WORK REQUEST: This exercise calls for the whole listing to be given again exactly, without images.

==================================================

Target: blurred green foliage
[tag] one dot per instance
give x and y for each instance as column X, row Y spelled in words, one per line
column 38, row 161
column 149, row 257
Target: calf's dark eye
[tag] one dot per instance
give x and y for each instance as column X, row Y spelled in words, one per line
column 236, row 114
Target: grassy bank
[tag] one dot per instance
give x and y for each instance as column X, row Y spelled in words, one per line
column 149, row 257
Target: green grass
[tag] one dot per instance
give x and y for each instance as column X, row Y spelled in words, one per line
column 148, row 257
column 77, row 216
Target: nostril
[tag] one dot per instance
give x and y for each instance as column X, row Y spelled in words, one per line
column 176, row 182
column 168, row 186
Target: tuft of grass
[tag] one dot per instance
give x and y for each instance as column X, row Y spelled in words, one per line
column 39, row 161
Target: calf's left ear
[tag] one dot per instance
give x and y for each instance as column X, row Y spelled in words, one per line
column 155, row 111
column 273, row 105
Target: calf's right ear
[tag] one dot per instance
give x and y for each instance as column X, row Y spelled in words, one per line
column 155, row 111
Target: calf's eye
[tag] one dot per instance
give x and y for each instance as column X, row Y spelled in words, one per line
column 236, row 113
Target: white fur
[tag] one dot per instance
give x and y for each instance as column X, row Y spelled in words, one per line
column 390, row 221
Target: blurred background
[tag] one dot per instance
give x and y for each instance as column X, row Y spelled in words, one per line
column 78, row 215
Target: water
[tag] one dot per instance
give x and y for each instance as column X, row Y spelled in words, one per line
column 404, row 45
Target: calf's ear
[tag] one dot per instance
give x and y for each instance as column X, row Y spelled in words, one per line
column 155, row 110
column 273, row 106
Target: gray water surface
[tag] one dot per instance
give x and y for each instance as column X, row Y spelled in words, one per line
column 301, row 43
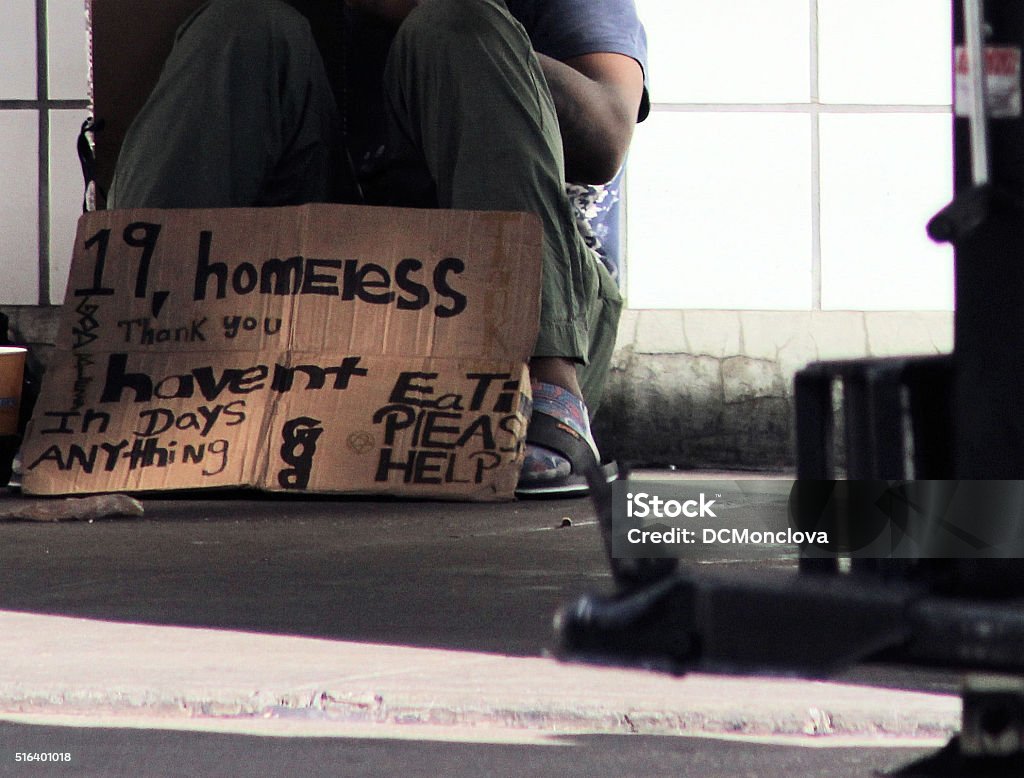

==================================================

ANSWER TO THE PROBLEM:
Target: blurred green foliage
[tag] one dot per instance
give x and y for each instance as column X, row Y spelled in words, one per line
column 38, row 161
column 149, row 257
Target: calf's dark eye
[tag] one dot per instance
give x and y for each instance as column X, row Y spelled in words, one per line
column 236, row 114
Target: grassy bank
[tag] one dot per instance
give x and y for each instance as column X, row Y spelled in words, one per line
column 149, row 257
Target: green grass
[tag] one dot per instance
give x and y for each instance as column X, row Y spelled in words, one per line
column 148, row 257
column 77, row 216
Target: nostril
[tag] one dot per instance
give x and y for each instance as column X, row Y spelled in words, one per line
column 176, row 182
column 168, row 186
Target: tuft of grass
[tag] one dot per instance
give x and y for each instance as column X, row Y spelled in words, one per line
column 39, row 161
Target: calf's left ear
[tag] one dot per instance
give x and y for each instance as column X, row Y spelled in words, one per line
column 155, row 111
column 273, row 105
Target: calf's right ear
[tag] one dot per instance
give x and y for each instance as column X, row Y spelled in words, one per line
column 155, row 111
Target: calf's eye
[tag] one dot per instance
give x and y for each instance as column X, row Y spelled in words, one per line
column 236, row 113
Target: white fur
[tag] one dot per instance
give x and y for each instance as column X, row Y spelled in words, one per line
column 390, row 221
Target: blurred background
[tag] one dot per instance
give x and y for each instance as column X, row Y spelled in words, one per line
column 78, row 215
Target: water
[tag] one dot per instance
give x and y for each instance as column X, row Y spelled in words, one per line
column 404, row 45
Target: calf's ear
[tag] one dot per instance
give x and y for each instance as column X, row Y spelled in words, one per line
column 155, row 110
column 273, row 106
Target: gray water surface
[tag] one dot per instance
give x and y for each instance as column X, row Y spelled in words, one per line
column 301, row 43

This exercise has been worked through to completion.